Update: the UN-2030 sustainable development goals (SDGs)
As shown below, the seventeen SDGs or Global Goals, adopted by 193 nations in September 2015, are the UN’s framework and strategy to ‘move toward more equitable, peaceful, resilient, and prosperous societies—while living within sustainable planetary boundaries.’
However, even before Covid-19, progress had been slow with many of the goals not reaching their targets, confirmed by the The Sustainable Development Goals Report 2020. Prepared by the UN Department of Economic and Social Affairs in collaboration with experts and international agencies, it also warns of the regressive impact of the coronavirus pandemic.
Since early 2020 most SDGs have suffered an epochal reversal including, as summarised in The Lancet Public Health editorial, SDG 1-poverty; SDG2-hunger; SDG 3-healthy lives and well-being for all ‘with 70 countries have halted childhood vaccination programmes, and in many places, health services for cancer screening, family planning, or non-COVID-19 infectious diseases have been interrupted or are being neglected’; SDG 4- to achieve inclusive and equitable access to education—will likely not be achieved ‘with a projection that more than 200 million children will still be out of education by 2030’; SDG 5- while progress has been made in terms of ‘gender equality goals, with fewer girls being forced into early marriage and more women entering leadership roles,’ during the Covid-19 outbreak, ‘domestic violence’ increased ‘by 30% in some countries.’ SDG 6- Access to water and sanitation ‘remains a major health issue. 2.2 billion people remain without safe drinking water and the COVID-19 crisis has highlighted lack of access to sanitation for billions’; SDG 7-9, and SDG 11-15- environmental sustainability – ‘Most countries are not meeting their commitments to limit greenhouse gas emissions.’
In addition, ‘We are in danger of missing targets to improve urban environments by reducing the number of people living in slums, increasing access to public transport, and reducing air pollution and SDG 10- while ‘income inequality has been falling in some countries,’ as mentioned previously, Covid-19 and a global economic recession ‘could push millions back into poverty and exacerbate inequalities’ impacting ‘the most susceptible groups hardest’ and undermining SDG 10- reduced inequalities. As has always been the case, ‘reaching the SDGs will be impossible without international cooperation.’ However, with a ‘trend toward hardening of national borders’ threatening SDG 16 – to promote peace and safety from violence and undermining SDG 17 to strengthen international partnerships will make achieving the SDGs by 2030 very difficult and will require ‘a major realignment of most countries’ national priorities toward long-term, cooperative, and drastically accelerated action.’
The economy serving society
In his opening remarks at a virtual press encounter to launch the Report on the Socio-Economic Impacts of COVID-19, António Guterres, UN Secretary-General, was crystal clear about what it will take to achieve the SDGs post Covid-19:
“Everything we do during and after this crisis must be with a strong focus on building more equal, inclusive and sustainable economies and societies that are more resilient in the face of pandemics, climate change, and the many other global challenges we face.”
Although he is irrefutably right about the needed direction of travel, the greatest challenge in our path to ‘building more equal, inclusive and sustainable economies and societies,’ underscored in Survival: One Health, One Planet, One Future, lies with making a fundamental paradigm or mindshift from seeing the world through strictly a human-centric lens to taking a wider more inclusive eco-centric view – ensuring the needs of humans are compatible with the needs of our ecosystems.

Region descriptions in natural language:
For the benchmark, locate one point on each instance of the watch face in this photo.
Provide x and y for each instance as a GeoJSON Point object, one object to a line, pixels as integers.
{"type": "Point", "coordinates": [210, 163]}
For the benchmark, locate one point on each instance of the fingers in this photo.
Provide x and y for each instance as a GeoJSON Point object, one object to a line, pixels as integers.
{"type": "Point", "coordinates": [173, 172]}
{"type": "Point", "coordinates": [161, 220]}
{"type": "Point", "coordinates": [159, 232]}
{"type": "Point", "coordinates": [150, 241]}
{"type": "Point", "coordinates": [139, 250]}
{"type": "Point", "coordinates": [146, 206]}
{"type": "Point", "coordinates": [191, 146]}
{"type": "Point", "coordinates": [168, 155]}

...

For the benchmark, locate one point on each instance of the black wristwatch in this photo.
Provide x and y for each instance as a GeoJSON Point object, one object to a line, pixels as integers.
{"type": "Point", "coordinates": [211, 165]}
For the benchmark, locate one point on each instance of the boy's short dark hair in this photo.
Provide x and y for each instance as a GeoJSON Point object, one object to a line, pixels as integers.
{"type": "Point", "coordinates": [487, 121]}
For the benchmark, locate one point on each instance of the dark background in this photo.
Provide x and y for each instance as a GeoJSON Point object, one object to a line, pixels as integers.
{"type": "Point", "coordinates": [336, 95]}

**Instructions for the task**
Repeat the passage on the UN sustainable development goals between "As shown below, the" and "the coronavirus pandemic.", inclusive. The items are separate material and are not part of the text.

**Reply**
As shown below, the seventeen SDGs or Global Goals, adopted by 193 nations in September 2015, are the UN’s framework and strategy to ‘move toward more equitable, peaceful, resilient, and prosperous societies—while living within sustainable planetary boundaries.’
However, even before Covid-19, progress had been slow with many of the goals not reaching their targets, confirmed by the The Sustainable Development Goals Report 2020. Prepared by the UN Department of Economic and Social Affairs in collaboration with experts and international agencies, it also warns of the regressive impact of the coronavirus pandemic.